Work instructions:
Continue the post about extracting tagged code blocks with FParsec, starting after its final line.

Possibly lots of lines. Maybe `code` stuff.
{% examplecode opt-lang-tag %}
ABC
DEF
{% endexamplecode %}
More text. Possibly multilines.
{% othertag %}
can ignore this tag
{% endothertag %}
{% requiredcode %}
GHI
{% endrequiredcode %}
In this case I need to parse out [ "ABC\nDEF"; "GHI" ]
.
The parsing logic I'm after can be expressed imperatively. Loop through each line, if we find a start tag we're interested in, take lines until we match the closing tag and add those lines to the list of results, otherwise skip lines until the next start tag. Repeat.
This can be done with a loop or fold, or with a regular expression:
\{%\s*(examplecode|requiredcode).*\%}(.*?)\{%\s*end\1\s*%\}
I found it difficult to express the logic above in FParsec. I wanted to write something like between s t (everythingUntil t)
, but I don't know how to implement that without everythingUntil
consuming the end token, causing between
to fail.
I ended up with the following, which doesn't handle nested occurrences of "{%"
, but seems to pass the main test cases I care about:
let trimStr (s : string) = s.Trim()
let betweenStr s t = between (pstring s) (pstring t)
let allTill s = charsTillString s false maxInt
let skipAllTill s = skipCharsTillString s false maxInt
let word : Parser<string, unit> = many1Satisfy (not << Char.IsWhiteSpace)
type LiquidTag = private LiquidTag of name : string * contents : string
let makeTag n c = LiquidTag (n, trimStr c)

[Pointing records]
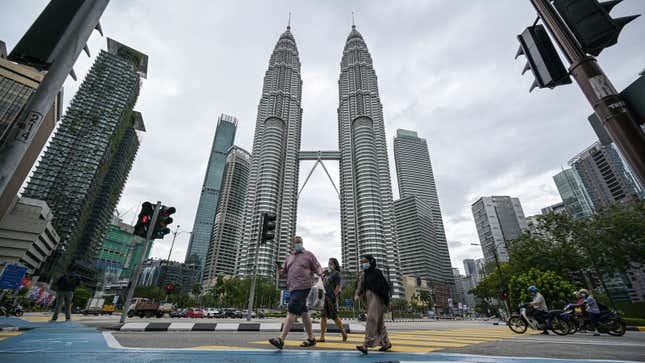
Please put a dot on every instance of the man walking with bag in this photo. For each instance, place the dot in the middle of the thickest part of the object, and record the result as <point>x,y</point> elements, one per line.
<point>300,267</point>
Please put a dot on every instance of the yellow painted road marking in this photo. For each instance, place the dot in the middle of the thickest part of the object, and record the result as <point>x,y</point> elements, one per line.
<point>397,341</point>
<point>221,347</point>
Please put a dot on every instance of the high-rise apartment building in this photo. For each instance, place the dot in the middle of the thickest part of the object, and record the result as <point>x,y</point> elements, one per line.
<point>273,181</point>
<point>419,209</point>
<point>573,193</point>
<point>604,176</point>
<point>84,169</point>
<point>499,219</point>
<point>229,219</point>
<point>207,207</point>
<point>17,83</point>
<point>367,213</point>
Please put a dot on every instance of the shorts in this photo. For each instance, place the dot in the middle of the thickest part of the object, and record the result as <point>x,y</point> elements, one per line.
<point>298,301</point>
<point>329,309</point>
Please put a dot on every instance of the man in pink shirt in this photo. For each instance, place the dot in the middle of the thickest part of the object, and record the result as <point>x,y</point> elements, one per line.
<point>300,267</point>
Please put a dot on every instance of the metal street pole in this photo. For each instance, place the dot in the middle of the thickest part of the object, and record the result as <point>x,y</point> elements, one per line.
<point>607,103</point>
<point>13,165</point>
<point>137,272</point>
<point>255,269</point>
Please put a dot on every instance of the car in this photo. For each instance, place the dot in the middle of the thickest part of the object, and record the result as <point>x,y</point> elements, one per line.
<point>179,313</point>
<point>195,313</point>
<point>213,313</point>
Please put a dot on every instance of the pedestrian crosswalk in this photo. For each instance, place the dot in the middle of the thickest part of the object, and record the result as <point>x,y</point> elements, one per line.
<point>406,341</point>
<point>4,335</point>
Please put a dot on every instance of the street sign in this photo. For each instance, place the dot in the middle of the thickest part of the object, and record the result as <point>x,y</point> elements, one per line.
<point>11,276</point>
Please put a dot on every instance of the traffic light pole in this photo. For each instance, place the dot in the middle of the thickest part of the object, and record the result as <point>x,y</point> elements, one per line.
<point>607,103</point>
<point>137,272</point>
<point>255,269</point>
<point>14,161</point>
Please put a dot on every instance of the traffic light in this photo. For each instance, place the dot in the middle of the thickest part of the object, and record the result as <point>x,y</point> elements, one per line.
<point>542,59</point>
<point>268,227</point>
<point>591,24</point>
<point>143,220</point>
<point>163,220</point>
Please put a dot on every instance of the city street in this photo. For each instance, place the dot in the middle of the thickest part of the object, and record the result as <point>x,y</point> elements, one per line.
<point>88,339</point>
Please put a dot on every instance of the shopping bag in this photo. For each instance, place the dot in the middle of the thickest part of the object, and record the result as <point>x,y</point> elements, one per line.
<point>316,297</point>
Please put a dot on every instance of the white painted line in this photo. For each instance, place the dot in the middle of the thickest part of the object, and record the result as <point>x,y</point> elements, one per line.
<point>134,327</point>
<point>270,326</point>
<point>111,340</point>
<point>226,326</point>
<point>181,326</point>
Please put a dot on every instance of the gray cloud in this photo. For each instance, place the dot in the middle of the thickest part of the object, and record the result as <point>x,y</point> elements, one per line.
<point>445,68</point>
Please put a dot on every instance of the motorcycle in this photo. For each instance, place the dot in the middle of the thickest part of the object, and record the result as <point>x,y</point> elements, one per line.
<point>519,323</point>
<point>11,310</point>
<point>608,322</point>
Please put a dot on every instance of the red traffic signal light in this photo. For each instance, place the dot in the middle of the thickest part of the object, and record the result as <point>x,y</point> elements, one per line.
<point>268,227</point>
<point>143,220</point>
<point>163,220</point>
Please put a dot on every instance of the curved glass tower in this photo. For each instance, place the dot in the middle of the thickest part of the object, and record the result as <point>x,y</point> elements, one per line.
<point>367,224</point>
<point>273,181</point>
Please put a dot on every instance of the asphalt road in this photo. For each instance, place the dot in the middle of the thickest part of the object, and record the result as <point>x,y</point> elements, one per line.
<point>445,341</point>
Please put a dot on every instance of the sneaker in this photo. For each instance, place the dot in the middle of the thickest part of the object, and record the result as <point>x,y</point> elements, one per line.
<point>277,342</point>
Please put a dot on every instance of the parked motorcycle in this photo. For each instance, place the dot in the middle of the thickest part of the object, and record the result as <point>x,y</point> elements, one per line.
<point>519,323</point>
<point>11,310</point>
<point>609,321</point>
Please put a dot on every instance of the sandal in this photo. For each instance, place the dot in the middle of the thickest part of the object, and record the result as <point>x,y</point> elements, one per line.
<point>277,342</point>
<point>362,349</point>
<point>308,343</point>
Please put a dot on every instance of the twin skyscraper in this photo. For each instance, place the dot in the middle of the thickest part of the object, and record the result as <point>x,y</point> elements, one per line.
<point>366,204</point>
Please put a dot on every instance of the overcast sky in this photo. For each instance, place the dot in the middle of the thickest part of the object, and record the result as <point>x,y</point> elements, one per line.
<point>445,68</point>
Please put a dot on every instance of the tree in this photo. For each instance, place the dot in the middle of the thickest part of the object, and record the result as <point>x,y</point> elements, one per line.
<point>81,295</point>
<point>557,291</point>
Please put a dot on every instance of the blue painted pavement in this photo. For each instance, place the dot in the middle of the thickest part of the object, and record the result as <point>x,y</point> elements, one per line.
<point>73,342</point>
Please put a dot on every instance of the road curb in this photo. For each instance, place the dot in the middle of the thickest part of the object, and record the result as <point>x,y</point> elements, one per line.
<point>251,327</point>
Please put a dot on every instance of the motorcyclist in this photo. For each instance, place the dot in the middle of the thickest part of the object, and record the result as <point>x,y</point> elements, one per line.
<point>541,313</point>
<point>591,308</point>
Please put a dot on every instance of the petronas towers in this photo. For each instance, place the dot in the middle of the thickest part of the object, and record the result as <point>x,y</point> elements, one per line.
<point>367,220</point>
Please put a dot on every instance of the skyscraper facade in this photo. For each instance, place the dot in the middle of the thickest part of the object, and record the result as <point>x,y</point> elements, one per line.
<point>229,219</point>
<point>273,181</point>
<point>83,171</point>
<point>573,193</point>
<point>208,200</point>
<point>416,181</point>
<point>421,253</point>
<point>367,220</point>
<point>604,175</point>
<point>498,219</point>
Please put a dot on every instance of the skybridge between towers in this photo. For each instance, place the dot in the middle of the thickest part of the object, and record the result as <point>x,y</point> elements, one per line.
<point>318,157</point>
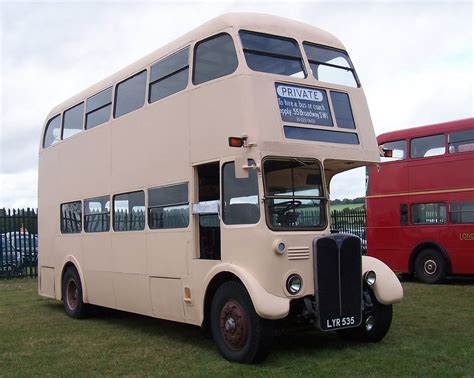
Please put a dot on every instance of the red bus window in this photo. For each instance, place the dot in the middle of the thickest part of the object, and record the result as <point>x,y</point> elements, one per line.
<point>461,141</point>
<point>428,213</point>
<point>398,148</point>
<point>461,212</point>
<point>433,145</point>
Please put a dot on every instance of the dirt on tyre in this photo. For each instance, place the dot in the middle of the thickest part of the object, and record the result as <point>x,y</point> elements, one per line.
<point>72,295</point>
<point>239,333</point>
<point>430,266</point>
<point>375,324</point>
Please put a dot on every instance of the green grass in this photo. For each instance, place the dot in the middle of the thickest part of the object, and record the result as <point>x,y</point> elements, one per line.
<point>431,335</point>
<point>349,205</point>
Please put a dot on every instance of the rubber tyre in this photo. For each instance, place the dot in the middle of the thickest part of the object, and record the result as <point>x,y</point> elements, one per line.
<point>251,339</point>
<point>383,320</point>
<point>430,266</point>
<point>72,295</point>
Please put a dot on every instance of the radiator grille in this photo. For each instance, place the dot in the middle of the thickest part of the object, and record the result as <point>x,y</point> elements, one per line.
<point>338,268</point>
<point>298,253</point>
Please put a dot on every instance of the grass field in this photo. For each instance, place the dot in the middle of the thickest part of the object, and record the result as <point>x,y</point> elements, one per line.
<point>350,206</point>
<point>431,335</point>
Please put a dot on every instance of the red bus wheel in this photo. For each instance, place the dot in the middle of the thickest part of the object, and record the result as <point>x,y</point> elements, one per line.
<point>430,266</point>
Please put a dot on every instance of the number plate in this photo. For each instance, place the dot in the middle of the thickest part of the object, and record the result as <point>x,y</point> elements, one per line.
<point>336,323</point>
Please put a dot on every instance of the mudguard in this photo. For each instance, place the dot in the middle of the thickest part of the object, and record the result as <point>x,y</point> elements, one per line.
<point>387,287</point>
<point>267,306</point>
<point>73,260</point>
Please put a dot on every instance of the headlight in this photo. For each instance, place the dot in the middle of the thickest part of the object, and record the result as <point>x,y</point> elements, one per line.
<point>294,284</point>
<point>370,277</point>
<point>279,247</point>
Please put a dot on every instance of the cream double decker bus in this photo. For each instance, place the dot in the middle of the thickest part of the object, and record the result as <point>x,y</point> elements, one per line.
<point>193,186</point>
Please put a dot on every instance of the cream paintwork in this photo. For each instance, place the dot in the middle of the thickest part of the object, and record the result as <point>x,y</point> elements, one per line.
<point>266,305</point>
<point>387,287</point>
<point>161,144</point>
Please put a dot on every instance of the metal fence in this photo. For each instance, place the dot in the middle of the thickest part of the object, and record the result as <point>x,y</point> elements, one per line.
<point>19,240</point>
<point>351,221</point>
<point>18,243</point>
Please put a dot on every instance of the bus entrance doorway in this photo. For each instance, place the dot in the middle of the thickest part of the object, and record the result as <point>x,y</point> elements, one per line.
<point>208,219</point>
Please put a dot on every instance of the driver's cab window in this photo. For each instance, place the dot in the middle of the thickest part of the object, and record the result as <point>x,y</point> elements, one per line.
<point>294,196</point>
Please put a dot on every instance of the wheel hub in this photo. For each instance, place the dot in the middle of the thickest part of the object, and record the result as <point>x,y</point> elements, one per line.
<point>233,325</point>
<point>430,267</point>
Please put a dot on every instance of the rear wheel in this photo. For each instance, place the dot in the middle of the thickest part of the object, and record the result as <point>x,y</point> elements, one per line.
<point>72,295</point>
<point>239,333</point>
<point>430,266</point>
<point>375,324</point>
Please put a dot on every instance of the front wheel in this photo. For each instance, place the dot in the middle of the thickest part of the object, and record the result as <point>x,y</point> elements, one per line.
<point>239,333</point>
<point>375,324</point>
<point>72,295</point>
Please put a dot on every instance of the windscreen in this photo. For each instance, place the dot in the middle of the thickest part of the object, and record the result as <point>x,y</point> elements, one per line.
<point>294,197</point>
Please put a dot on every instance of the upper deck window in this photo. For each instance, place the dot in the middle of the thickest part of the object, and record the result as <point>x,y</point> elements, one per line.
<point>461,141</point>
<point>130,94</point>
<point>268,53</point>
<point>98,108</point>
<point>129,211</point>
<point>330,65</point>
<point>52,134</point>
<point>73,120</point>
<point>462,212</point>
<point>433,145</point>
<point>214,57</point>
<point>169,75</point>
<point>71,217</point>
<point>97,214</point>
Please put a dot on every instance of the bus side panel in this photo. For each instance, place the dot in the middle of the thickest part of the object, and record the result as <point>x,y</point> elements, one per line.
<point>167,298</point>
<point>46,282</point>
<point>98,257</point>
<point>461,248</point>
<point>129,265</point>
<point>166,253</point>
<point>385,234</point>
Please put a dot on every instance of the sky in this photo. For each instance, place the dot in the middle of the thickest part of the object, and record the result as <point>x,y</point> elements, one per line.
<point>414,59</point>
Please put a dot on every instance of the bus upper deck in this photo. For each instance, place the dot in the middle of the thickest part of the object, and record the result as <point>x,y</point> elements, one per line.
<point>299,89</point>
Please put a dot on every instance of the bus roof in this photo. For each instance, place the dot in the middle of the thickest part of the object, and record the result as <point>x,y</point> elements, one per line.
<point>252,21</point>
<point>419,131</point>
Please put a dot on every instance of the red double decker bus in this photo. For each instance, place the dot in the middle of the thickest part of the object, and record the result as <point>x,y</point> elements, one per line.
<point>420,201</point>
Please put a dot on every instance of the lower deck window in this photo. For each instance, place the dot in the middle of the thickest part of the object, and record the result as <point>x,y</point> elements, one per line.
<point>428,213</point>
<point>97,214</point>
<point>168,207</point>
<point>240,200</point>
<point>461,212</point>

Task answer:
let liquidTag =
let pStartTag = betweenStr "{%" "%}" (spaces >>. word .>> spaces .>> skipAllTill "%}")
let pEndTag tagName = betweenStr "{%" "%}" (spaces >>. pstring ("end" + tagName) .>> spaces)
let tagContents = allTill "{%"
pStartTag >>= fun name ->
tagContents
.>> pEndTag name
|>> makeTag name
let tags = many (skipAllTill "{%" >>. liquidTag)
I can then filter tags to only include the ones I'm interested in.
This does a lot more than a basic implementation (like a regex) does, such as descriptive error reporting and more strict validation of input format (this is both good and bad).
One consequence of the stricter format is parsing fails on nested "{%"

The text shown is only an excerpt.